● Excerpted text
Schema Registry¶
Advanced schema management and evolution strategies for robust event-driven systems.
Overview¶
Amebo's built-in schema registry ensures data consistency and enables safe schema evolution across your event-driven architecture.
Schema Design Principles¶
1. Be Explicit¶
Define clear, unambiguous schemas:
{
"type": "object",
"properties": {
"user_id": {
"type": "string",
"format": "uuid",
"description": "Unique identifier for the user"
},
"email": {
"type": "string",
"format": "email",
"description": "User's email address"
},
"created_at": {
"type": "string",
"format": "date-time",
"description": "ISO 8601 timestamp when user was created"
}
},
"required": ["user_id", "email", "created_at"],
"additionalProperties": false
}
2. Plan for Evolution¶
Design schemas that can evolve:
{
"type": "object",
"properties": {
"version": {
"type": "string",
"enum": ["1.0"],
"description": "Schema version"

● Material provided
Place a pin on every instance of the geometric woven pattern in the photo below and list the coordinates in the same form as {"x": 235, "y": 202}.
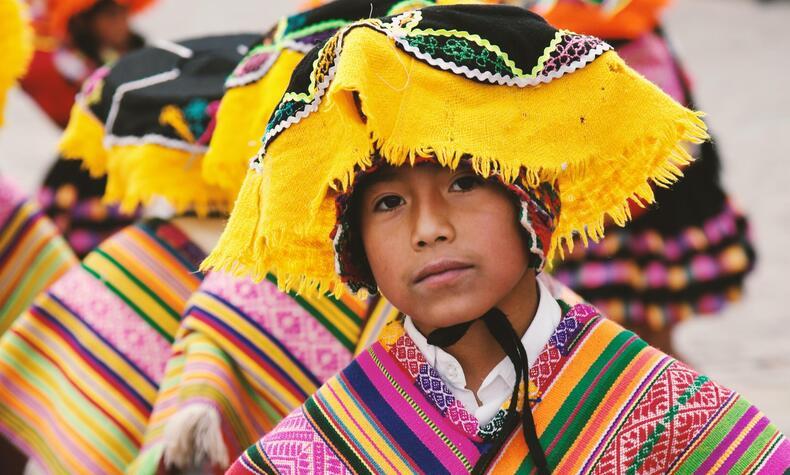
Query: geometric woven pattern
{"x": 296, "y": 448}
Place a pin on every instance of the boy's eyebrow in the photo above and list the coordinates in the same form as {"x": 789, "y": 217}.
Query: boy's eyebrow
{"x": 383, "y": 175}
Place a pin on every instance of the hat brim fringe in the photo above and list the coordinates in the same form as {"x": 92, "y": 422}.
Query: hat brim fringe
{"x": 83, "y": 140}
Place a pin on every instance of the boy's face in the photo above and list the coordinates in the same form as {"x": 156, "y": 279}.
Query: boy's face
{"x": 444, "y": 246}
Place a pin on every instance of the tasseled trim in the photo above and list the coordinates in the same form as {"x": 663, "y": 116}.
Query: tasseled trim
{"x": 137, "y": 174}
{"x": 83, "y": 140}
{"x": 193, "y": 439}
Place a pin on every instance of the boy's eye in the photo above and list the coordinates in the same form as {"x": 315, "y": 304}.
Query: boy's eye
{"x": 466, "y": 183}
{"x": 388, "y": 203}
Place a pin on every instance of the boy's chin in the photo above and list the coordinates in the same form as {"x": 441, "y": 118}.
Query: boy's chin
{"x": 451, "y": 311}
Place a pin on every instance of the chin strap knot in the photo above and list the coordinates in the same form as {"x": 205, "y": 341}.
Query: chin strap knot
{"x": 501, "y": 329}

● List of tasks
1. What does the schema registry page say Amebo's built-in schema registry ensures?
2. Rewrite the paragraph of the schema registry page that begins "Amebo's built-in schema registry" as a brief list of its main facts.
The material is separate from the schema registry page.

● Task results
1. It ensures data consistency and enables safe schema evolution across the event-driven architecture.

2.
- Amebo includes a built-in schema registry.
- The registry ensures data consistency.
- It enables safe schema evolution across an event-driven architecture.